Ejercicio breve 1 - Reúne cada línea de los registros que contenga la cadena "sand". Distingue entre mayúsculas y minúsculas.

########################################

En la que había fuera de la casa una gran piedra -especie de banquillo- en la que el jubilado veía como se ponía el sol.

Había una ciudad que tenía un ferrocarril que vomitaba humo. Éramos una ciudad de ferroviarios, de ciclistas, de carretoneros y de carrozas fúnebres.

 

Una ciudad en la que los campeones de Chile abundaban y que saludaban a quienes se le cruzara.

Una ciudad con tres radios Am, que luchaban por la sintonía. Un par de cines, cada uno con su cojo, que sufría cuando la película se cortaba.

Una ciudad con playa y pozas por doquier. Los bañistas usaban trajes de baños marca Catalina.

Teníamos vendedores de rellenos de erizos, de chupetes helados, de chicha y berlines.

Había una ciudad que tenía kiosco de diarios y de revistas. Teníamos álbumes del Mundial cuyas láminas se adherían con goma de pegar. Un cerro mitológico parecido a un dragón. Y otro en la       que sacamos brillantina.

 

Iquique tenía micros y liebres,  y la ciudad se recorría a pie. La nuestra era una ciudad que  tenía un solo semáforo. Una ciudad con tres boticas y todas atendidas por sus propios dueños.

Teníamos la Casa del Deportista en pleno centro con  Banda del Litro.

Una ciudad con su bohemia y que llamaban gamba.

Ciudad musical con valses vieneses y peruanos.

Una ciudad que le llamaban despacho al negocio de la esquina.

Iquique era una ciudad que nació para quererla.

También se le bautizó como la Cenicienta del Norte.

Una ciudad con sus mamparas abiertas. Con pestillos generosos, con perros callejeros sin rumbo fijo. Una ciudad que vendió su alma al diablo.

########################################

Ejercicio breve 2 - Según el fragmento sobre Iquique, ¿con qué nombre también se bautizó a la ciudad?

########################################

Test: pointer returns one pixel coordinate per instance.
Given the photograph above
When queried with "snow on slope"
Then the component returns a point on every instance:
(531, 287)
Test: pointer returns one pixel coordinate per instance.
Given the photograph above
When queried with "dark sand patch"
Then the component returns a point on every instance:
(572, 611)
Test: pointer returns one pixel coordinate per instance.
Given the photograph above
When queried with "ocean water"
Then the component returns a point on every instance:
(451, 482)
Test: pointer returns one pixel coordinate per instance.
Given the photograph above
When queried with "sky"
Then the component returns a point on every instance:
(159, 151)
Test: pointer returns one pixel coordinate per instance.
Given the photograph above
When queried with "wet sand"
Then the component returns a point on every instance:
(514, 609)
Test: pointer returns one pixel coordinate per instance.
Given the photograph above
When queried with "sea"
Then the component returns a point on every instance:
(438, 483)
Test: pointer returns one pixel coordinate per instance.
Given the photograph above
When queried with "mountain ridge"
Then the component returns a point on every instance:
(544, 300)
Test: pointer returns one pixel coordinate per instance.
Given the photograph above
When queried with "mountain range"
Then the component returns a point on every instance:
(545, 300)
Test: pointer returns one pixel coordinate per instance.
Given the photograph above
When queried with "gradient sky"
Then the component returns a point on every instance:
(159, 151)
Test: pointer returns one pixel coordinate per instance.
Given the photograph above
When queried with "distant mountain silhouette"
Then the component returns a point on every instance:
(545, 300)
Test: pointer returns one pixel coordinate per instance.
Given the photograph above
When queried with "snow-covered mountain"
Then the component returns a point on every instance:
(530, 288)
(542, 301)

########################################

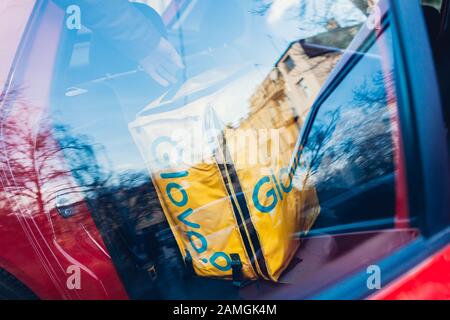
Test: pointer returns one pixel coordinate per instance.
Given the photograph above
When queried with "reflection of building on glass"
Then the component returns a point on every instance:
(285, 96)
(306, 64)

########################################

Respuesta final 1 -
When queried with "dark sand patch"
When queried with "wet sand"

Respuesta final 2 - La Cenicienta del Norte.